=== Provided records ===

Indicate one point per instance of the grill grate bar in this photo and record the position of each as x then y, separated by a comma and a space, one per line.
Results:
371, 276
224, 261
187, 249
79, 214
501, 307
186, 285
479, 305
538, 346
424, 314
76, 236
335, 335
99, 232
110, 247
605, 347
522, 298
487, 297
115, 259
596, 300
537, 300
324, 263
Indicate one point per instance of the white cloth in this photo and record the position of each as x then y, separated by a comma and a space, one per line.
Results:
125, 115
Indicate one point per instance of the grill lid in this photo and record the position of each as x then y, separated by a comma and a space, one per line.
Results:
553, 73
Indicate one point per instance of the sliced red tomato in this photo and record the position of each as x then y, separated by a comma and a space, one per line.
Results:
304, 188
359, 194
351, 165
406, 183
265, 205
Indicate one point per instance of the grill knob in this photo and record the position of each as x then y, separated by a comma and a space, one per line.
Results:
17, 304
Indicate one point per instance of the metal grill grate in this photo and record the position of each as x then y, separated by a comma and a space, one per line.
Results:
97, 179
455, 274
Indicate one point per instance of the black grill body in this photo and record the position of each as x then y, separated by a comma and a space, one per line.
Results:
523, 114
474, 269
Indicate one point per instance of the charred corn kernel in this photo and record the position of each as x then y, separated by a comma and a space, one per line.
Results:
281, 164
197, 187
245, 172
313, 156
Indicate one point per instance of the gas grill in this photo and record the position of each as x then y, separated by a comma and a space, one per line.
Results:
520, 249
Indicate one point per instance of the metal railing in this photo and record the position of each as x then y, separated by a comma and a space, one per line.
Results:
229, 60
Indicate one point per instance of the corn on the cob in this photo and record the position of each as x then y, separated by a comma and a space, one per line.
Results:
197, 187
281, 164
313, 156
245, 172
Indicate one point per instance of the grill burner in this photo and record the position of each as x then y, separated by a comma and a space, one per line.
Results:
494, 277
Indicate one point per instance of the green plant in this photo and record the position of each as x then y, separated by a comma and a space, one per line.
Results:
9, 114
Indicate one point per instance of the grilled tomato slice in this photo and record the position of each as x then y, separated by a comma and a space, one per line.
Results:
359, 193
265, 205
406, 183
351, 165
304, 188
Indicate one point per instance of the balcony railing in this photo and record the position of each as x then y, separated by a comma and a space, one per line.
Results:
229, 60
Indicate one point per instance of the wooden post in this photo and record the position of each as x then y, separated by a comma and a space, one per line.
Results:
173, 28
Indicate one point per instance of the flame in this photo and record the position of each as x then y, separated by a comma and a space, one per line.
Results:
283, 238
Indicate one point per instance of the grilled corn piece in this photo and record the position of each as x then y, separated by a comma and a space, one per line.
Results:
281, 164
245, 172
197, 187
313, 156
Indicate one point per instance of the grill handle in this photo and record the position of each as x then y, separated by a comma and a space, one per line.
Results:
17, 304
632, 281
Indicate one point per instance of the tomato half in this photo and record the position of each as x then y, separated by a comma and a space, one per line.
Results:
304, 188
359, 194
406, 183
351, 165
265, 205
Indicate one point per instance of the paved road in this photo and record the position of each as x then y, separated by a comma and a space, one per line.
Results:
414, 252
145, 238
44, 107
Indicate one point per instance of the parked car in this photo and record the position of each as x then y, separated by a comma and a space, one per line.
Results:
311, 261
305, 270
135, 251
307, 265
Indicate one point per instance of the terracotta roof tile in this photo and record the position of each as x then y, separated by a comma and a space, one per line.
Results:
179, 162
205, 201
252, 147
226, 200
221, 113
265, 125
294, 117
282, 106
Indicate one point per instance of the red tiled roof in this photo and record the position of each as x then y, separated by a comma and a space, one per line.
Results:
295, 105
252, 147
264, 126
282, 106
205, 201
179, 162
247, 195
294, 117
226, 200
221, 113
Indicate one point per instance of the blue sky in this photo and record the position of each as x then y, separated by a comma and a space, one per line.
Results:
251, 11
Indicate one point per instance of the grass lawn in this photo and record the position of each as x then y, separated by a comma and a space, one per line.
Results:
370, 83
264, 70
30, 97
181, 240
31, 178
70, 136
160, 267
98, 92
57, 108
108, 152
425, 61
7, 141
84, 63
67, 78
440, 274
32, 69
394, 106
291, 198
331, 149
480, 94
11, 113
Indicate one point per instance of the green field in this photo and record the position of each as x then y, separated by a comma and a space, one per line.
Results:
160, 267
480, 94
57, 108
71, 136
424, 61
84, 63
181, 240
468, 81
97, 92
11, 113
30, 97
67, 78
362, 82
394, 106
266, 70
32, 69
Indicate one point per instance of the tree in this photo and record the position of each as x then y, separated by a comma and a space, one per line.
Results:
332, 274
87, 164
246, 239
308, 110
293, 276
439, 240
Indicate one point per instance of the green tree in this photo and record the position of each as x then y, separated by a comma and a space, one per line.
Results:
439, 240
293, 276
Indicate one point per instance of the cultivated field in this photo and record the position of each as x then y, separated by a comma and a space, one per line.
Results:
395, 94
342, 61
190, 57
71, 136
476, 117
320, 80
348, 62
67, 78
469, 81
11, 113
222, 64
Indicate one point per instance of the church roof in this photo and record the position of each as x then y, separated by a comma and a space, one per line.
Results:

===

Short exercise: Convert every line of the listing above into a JSON array of strings, one string per line, skipping any blank lines.

The result:
[
  "Indicate one point per instance of the grill grate bar in this photo and record the position of each as x then y, separated by a comma and a space, one per line.",
  "Results:",
  "371, 276",
  "224, 261",
  "187, 249",
  "79, 214",
  "501, 307",
  "186, 285",
  "479, 305",
  "538, 346",
  "424, 314",
  "76, 236",
  "335, 335",
  "99, 232",
  "110, 247",
  "605, 347",
  "522, 298",
  "487, 297",
  "115, 259",
  "596, 300",
  "537, 300",
  "324, 263",
  "Indicate one point per instance of the white cloth in this photo and record the position of each as x then y, separated by a comma and a space, one per line.",
  "Results:",
  "125, 115",
  "Indicate one point per instance of the grill lid in this photo and record the position of each as x then y, separated by a comma and a space, one per line.",
  "Results:",
  "553, 73",
  "Indicate one point per instance of the sliced red tomato in this photo and record the position of each as x then y, separated by a comma and a space, one per line.",
  "Results:",
  "304, 188",
  "359, 194",
  "351, 165",
  "406, 183",
  "265, 205",
  "Indicate one point per instance of the grill knob in this photo and record the position of each as x then y, separated by a comma and a space, one per line.",
  "Results:",
  "17, 304",
  "Indicate one point per instance of the metal grill grate in this photo and record the position of each as x then y, separated by a comma and a space, one per line.",
  "Results:",
  "97, 179",
  "455, 274",
  "Indicate one point per instance of the black grill body in this photo and record the position of each as x then y, separated by a comma and a space, one per line.",
  "Results:",
  "523, 114",
  "474, 269",
  "Indicate one point per instance of the charred corn kernel in this photo and record the position of each as x then y, separated by a comma and a space, one per line.",
  "Results:",
  "281, 164",
  "197, 187",
  "245, 172",
  "313, 156",
  "Indicate one point per instance of the gas grill in this photo and record the position of each as x then y, separated by a comma and a space, one per line.",
  "Results:",
  "520, 249",
  "Indicate one point per instance of the metal railing in this photo and record the position of each as x then y, separated by a comma and a space, one per line.",
  "Results:",
  "229, 60",
  "Indicate one point per instance of the corn on the cob in this photo and record the position of each as x then y, separated by a comma and a space, one per line.",
  "Results:",
  "197, 187",
  "281, 164",
  "313, 156",
  "245, 172",
  "Indicate one point per instance of the grill burner in this photo and record the position of each as x then y, separated by a comma and a space, one per line.",
  "Results:",
  "494, 277",
  "Indicate one point per instance of the green plant in this photo and record the position of each as x then y, separated by a comma and a space, one per line.",
  "Results:",
  "9, 114",
  "Indicate one point per instance of the grilled tomato slice in this photo and record the position of each as x then y, separated by a comma and a space, one per line.",
  "Results:",
  "359, 193",
  "265, 205",
  "406, 183",
  "351, 165",
  "304, 188",
  "Indicate one point per instance of the balcony railing in this photo and record the position of each as x then y, separated by a comma and a space, one per line.",
  "Results:",
  "229, 60",
  "Indicate one point per instance of the wooden post in this photo and record the position of each as x then y, separated by a comma and a space, one per line.",
  "Results:",
  "173, 28",
  "Indicate one point per instance of the flame in this photo and record the position of each as x then y, separated by a comma and a space, one per line.",
  "Results:",
  "283, 238",
  "Indicate one point per instance of the grilled corn piece in this photo and record the position of each as x then y, separated by a comma and a space, one per line.",
  "Results:",
  "281, 164",
  "245, 172",
  "197, 187",
  "313, 156",
  "Indicate one point per instance of the grill handle in this photo and record the position of each as x then y, separated by a comma and a space, one per line.",
  "Results:",
  "17, 304",
  "632, 281",
  "Indicate one point per instance of the tomato half in this photo and record the position of each as x then y, separated by a comma and a space, one per line.",
  "Results:",
  "304, 188",
  "359, 194",
  "406, 183",
  "351, 165",
  "265, 205",
  "Indicate one point per instance of the paved road in this photo and record the position of each as x then y, separated by a comma and a space, one per line.",
  "Results:",
  "414, 252",
  "145, 238",
  "44, 107",
  "Indicate one point per instance of the parked car in this photo and record the position of each as x then y, separated by a comma and a space, one per line.",
  "Results:",
  "311, 261",
  "305, 270",
  "135, 251",
  "307, 265",
  "Indicate one point per instance of the terracotta roof tile in this photo and record the position of each as x then y, separated by a comma and a space, one per line.",
  "Results:",
  "179, 162",
  "205, 201",
  "252, 147",
  "226, 200",
  "221, 113",
  "265, 125",
  "294, 117",
  "282, 106",
  "Indicate one point per instance of the red tiled roof in this photo and record the position of each as x then y, separated by a comma and a space, one per line.",
  "Results:",
  "295, 105",
  "252, 147",
  "264, 126",
  "282, 106",
  "205, 201",
  "179, 162",
  "247, 195",
  "294, 117",
  "226, 200",
  "221, 113",
  "Indicate one point per instance of the blue sky in this photo and record the position of each as x then y, separated by a comma and a space, one per line.",
  "Results:",
  "251, 11",
  "Indicate one point per instance of the grass lawn in this photo and record the position of each as x then y, separated by a comma and a space, one per line.",
  "Results:",
  "370, 83",
  "264, 70",
  "30, 97",
  "181, 240",
  "31, 178",
  "70, 136",
  "160, 267",
  "98, 92",
  "57, 108",
  "108, 152",
  "425, 61",
  "7, 141",
  "84, 63",
  "67, 78",
  "440, 274",
  "32, 69",
  "394, 106",
  "291, 198",
  "331, 149",
  "480, 94",
  "11, 113",
  "Indicate one point per instance of the green field in this photo and record the position of each as x then y, separated by a comma and a space, one per line.",
  "Results:",
  "160, 267",
  "480, 94",
  "57, 108",
  "71, 136",
  "424, 61",
  "84, 63",
  "181, 240",
  "468, 81",
  "97, 92",
  "11, 113",
  "30, 97",
  "67, 78",
  "362, 82",
  "394, 106",
  "266, 70",
  "32, 69",
  "Indicate one point per instance of the tree in this photo and record the position of each as x then y, separated by a comma and a space, one per line.",
  "Results:",
  "332, 274",
  "87, 164",
  "246, 239",
  "308, 110",
  "293, 276",
  "439, 240",
  "Indicate one point per instance of the green tree in this photo and record the position of each as x then y, separated by a comma and a space, one per line.",
  "Results:",
  "439, 240",
  "293, 276",
  "Indicate one point per instance of the cultivated field in this photo and record the position of each as x then y, separated by a comma and a space, one per line.",
  "Results:",
  "395, 94",
  "342, 61",
  "190, 57",
  "71, 136",
  "476, 117",
  "320, 80",
  "348, 62",
  "67, 78",
  "469, 81",
  "11, 113",
  "222, 64",
  "Indicate one point per instance of the church roof in this photo and record the position of each as x then y, separated by a comma and a space, one per line.",
  "Results:"
]